>> Begin Records for the exercise
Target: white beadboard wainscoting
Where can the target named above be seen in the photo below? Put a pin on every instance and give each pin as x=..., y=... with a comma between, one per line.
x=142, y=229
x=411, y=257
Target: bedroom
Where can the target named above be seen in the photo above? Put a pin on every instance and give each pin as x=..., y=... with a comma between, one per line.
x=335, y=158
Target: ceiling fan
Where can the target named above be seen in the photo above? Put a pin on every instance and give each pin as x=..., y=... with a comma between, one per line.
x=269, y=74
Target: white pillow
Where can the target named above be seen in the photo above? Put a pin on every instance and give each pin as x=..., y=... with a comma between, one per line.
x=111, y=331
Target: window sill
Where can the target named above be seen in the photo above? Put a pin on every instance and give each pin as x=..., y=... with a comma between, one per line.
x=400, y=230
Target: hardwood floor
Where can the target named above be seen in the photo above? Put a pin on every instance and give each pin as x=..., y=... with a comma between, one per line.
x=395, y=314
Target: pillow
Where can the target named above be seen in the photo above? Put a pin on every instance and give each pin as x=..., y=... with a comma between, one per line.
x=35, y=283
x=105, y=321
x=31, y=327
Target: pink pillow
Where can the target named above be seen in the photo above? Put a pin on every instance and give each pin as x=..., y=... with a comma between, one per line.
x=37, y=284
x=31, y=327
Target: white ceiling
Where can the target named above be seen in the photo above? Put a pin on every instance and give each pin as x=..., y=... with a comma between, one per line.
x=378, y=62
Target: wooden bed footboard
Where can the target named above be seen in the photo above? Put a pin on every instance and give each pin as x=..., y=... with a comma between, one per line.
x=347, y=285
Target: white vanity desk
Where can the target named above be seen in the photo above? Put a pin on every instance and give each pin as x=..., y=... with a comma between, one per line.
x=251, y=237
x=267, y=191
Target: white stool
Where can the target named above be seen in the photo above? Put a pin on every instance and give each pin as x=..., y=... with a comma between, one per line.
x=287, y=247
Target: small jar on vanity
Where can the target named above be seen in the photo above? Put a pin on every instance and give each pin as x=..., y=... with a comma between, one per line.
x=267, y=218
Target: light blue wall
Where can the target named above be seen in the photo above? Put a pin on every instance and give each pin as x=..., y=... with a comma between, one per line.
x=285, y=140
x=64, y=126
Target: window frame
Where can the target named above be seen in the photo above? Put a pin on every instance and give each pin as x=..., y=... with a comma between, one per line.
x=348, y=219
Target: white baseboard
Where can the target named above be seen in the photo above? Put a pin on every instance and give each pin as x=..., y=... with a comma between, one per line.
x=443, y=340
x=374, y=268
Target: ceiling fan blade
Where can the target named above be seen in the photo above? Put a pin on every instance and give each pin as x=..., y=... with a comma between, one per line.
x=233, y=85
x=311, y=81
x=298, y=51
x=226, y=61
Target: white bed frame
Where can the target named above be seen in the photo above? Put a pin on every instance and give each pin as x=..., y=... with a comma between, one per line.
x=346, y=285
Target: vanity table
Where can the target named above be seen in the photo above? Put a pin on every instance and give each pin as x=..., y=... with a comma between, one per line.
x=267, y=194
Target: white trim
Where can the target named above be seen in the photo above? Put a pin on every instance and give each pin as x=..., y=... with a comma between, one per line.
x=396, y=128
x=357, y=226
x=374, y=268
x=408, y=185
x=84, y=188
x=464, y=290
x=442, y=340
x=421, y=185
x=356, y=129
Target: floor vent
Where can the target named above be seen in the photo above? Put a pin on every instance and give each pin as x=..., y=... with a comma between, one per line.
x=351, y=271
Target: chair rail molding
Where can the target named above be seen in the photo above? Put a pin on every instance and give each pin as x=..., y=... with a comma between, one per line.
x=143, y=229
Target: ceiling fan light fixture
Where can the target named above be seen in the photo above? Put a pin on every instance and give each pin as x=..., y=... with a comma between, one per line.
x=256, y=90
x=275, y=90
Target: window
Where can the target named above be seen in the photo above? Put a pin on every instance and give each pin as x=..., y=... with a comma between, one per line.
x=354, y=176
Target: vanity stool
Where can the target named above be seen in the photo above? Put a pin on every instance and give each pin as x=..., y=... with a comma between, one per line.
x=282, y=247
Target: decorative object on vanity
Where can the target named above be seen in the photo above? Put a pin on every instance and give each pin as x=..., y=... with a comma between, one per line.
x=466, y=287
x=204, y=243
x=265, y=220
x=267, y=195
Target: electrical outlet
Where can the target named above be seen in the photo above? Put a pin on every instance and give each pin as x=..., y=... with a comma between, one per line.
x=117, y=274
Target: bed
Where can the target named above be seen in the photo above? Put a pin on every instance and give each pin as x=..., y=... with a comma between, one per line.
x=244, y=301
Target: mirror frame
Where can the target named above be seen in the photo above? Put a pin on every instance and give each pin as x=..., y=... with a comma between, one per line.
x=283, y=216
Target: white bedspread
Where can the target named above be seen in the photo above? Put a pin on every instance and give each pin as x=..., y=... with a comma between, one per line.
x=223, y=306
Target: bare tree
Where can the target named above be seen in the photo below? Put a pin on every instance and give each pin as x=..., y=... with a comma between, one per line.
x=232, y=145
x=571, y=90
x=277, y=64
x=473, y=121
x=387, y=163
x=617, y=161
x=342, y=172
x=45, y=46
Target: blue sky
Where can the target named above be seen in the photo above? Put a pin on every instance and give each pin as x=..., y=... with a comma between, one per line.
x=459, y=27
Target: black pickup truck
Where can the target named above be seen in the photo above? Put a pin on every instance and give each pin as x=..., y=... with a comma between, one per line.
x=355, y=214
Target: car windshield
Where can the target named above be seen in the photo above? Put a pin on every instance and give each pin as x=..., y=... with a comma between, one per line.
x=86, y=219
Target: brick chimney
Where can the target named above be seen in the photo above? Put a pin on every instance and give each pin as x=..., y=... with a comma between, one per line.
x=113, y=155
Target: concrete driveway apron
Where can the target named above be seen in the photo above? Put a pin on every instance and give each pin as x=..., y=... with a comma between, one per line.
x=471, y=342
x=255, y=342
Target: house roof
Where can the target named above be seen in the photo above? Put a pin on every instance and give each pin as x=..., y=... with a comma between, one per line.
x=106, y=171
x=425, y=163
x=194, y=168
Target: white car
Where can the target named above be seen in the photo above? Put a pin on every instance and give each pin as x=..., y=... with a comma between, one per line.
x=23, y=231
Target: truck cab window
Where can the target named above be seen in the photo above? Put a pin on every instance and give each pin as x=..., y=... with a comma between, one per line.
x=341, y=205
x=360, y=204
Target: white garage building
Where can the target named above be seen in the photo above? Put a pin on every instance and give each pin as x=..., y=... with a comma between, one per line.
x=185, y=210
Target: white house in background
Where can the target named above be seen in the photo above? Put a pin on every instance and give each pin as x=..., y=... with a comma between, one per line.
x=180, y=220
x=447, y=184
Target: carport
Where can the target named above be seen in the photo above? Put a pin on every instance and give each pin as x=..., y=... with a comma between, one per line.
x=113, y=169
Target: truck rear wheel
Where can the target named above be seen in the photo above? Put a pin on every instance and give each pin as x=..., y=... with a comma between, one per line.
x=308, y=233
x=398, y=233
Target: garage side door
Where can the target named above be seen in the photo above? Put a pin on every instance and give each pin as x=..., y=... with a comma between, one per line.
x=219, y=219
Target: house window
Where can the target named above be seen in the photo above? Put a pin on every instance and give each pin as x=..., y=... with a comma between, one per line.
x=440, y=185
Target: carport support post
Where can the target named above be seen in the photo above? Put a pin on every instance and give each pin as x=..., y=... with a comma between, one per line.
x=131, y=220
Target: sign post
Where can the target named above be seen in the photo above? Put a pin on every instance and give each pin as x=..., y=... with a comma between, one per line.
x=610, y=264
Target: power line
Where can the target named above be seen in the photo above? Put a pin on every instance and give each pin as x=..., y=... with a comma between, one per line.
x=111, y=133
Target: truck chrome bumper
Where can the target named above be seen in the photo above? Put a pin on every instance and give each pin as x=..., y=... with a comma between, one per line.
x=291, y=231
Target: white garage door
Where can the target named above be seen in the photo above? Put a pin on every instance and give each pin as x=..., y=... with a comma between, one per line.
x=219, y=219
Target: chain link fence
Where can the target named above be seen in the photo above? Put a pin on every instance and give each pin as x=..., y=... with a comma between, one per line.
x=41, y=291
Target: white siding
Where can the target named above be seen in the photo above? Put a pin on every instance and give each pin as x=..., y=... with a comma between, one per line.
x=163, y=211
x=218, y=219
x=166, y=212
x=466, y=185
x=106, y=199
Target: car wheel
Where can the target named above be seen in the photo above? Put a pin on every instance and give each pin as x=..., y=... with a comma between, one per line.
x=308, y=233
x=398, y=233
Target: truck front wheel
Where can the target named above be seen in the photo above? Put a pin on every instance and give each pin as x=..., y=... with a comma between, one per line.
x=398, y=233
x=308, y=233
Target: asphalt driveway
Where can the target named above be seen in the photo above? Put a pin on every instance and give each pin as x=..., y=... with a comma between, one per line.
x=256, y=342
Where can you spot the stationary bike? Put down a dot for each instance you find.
>> End Records for the exercise
Arrange the lines from the one containing "Target: pink pillow" through the one containing "x=348, y=219" as a numbered list, leaving out any blank lines.

1. Target: pink pillow
2. Where can the target named above be seen in the photo above? Put a pin on every instance and give each pin as x=..., y=... with a comma between, one per line.
3. x=37, y=284
4. x=31, y=327
5. Target: white ceiling
6. Where can the target named above be seen in the photo above? Put a pin on every instance and give each pin as x=..., y=... with a comma between, one per line.
7. x=378, y=62
8. Target: wooden bed footboard
9. Where can the target named above be seen in the photo above? Put a pin on every instance and give each pin as x=..., y=... with a comma between, one per line.
10. x=347, y=285
11. Target: white vanity desk
12. Where can the target named above be seen in the photo above? Put a pin on every instance and give each pin as x=..., y=... with a comma between, one per line.
13. x=251, y=237
14. x=267, y=191
15. Target: white stool
16. Where can the target named above be seen in the photo above? Put a pin on every instance and give each pin as x=..., y=... with a comma between, one per line.
17. x=287, y=247
18. Target: small jar on vanity
19. Where can the target named above be seen in the photo above? Put a pin on every instance and give each pin as x=..., y=... with a comma between, one per line.
20. x=267, y=218
21. Target: light blue wall
22. Where can the target named above be seen in the photo above? Put a pin on every instance and give each pin as x=..., y=... with a comma between, one per line.
23. x=285, y=140
24. x=64, y=126
25. Target: window frame
26. Where can the target named above be seen in the photo above? Put a pin on every instance and give each pin as x=..., y=... with a comma between, one per line.
27. x=348, y=219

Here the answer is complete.